> **EXERCISE REQUIREMENTS**
Carry on the opinion piece about Montana's wildest lands, picking up after its final sentence on the view east toward Glacier National Park.

> **EXTRACT TO READ**
┄┄┄┄┄┄┄┄┄┄┄┄┄┄┄┄┄┄┄┄

Tag Archives: NCDE

Frank Vitale: Montana Faces New Threat to Its Wildest Lands

Several Types of Public Lands
Several types of public lands: Flathead National Forest is in the foreground, left and right; Montana’s Coal Creek State Forest, including Cyclone Lake, is in the middle distance; Glacier National Park stretches across the background.

Founding NFPA member Frank Vitale gets some virtual ink with this well thought out opinion piece appearing in several newspapers, including the Flathead Beacon . . .

It was early summer in 1992, in the northern Whitefish Range. Four riders were moving slowly along the narrow rocky ridge on Trail to where it joined Trail , and eventually up to the top of Tuchuck Mountain. I was told that the name “Tuchuck” in the Kootenai language means “the thumb.”

It was a beautiful sunny day with a light westerly breeze. Wildflowers were in full view everywhere. Some of the open subalpine slopes looked as if they were rototilled with clumps of dirt overturned and rocks strewn everywhere. Obviously, grizzly bears were working over the slopes and digging up the succulent roots of glacier lilies, biscuitroot, sweet vetch and other favorite plants in these subalpine meadows.

I was one of those four riders, trailing one of my young mules. I’d ridden and hiked this trail many times before, and in some hunting seasons, packed out elk. I know this country well. Although it’s been a number of years since I led a packstring up into the northern Whitefish Range, I remember the view from our vantage point on that day. Looking east, from north to south, one could view the start of the Canadian Rockies clear over to the high peaks in southern Alberta, and the whole western expanse of Glacier National Park clear down to the Great Bear Wilderness and the Middle Fork of the Flathead River.

┄┄┄┄┄┄┄┄┄┄┄┄┄┄┄┄┄┄┄┄

> **COLLECTED DATA**
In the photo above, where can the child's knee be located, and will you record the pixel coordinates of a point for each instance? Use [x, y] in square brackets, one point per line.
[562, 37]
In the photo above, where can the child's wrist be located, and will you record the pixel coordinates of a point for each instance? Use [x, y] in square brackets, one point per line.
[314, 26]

┄┄┄┄┄┄┄┄┄┄┄┄┄┄┄┄┄┄┄┄

> **OUTPUT BELOW**
Looking northwest, one could see clear into the rugged peaks of southeastern British Columbia, and south all the way down to the Cabinet Mountain Wilderness and beyond.

I reflect back on my many years and many miles in the saddle leading a packstring of mules across some of the wildest country left in the Northern Rockies. This includes the Bob Marshall Wilderness, Badger-Two Medicine, Rocky Mountain Front, Scapegoat, Great Bear, wild Swan, and the Whitefish Range. This country has been the center of my universe for nearly 50 years.

Fast forward to September 2012. A diverse group of folks from different backgrounds, viewpoints and interests were invited to sit down and form a citizen’s advisory to help the Flathead National Forest update and revise a portion of their new management plan for the Whitefish Mountain Range on the Glacier View Ranger District. That group, in which I was asked to participate, was officially named the Whitefish Range Partnership Agreement. A total of 30 people made up this collaborative. They represented motorized recreation, mountain biking, hiking, landowners, business owners, Confederated Salish and Kootenai Tribes, Montana Logging Association, Stoltz Lumber, wildlife organizations, Backcountry Horsemen, hunting and fishing groups and wilderness organizations.

The Forest Service provided the framework in which we could work, and they gave us the support, expertise, and encouragement to see this collaborative succeed. This dedicated bunch of people stayed together until the collaborative reached consensus in 2018. Remarkably, the Forest Service adopted nearly 95 percent of what the group recommended to incorporate into the new Forest Plan Revision.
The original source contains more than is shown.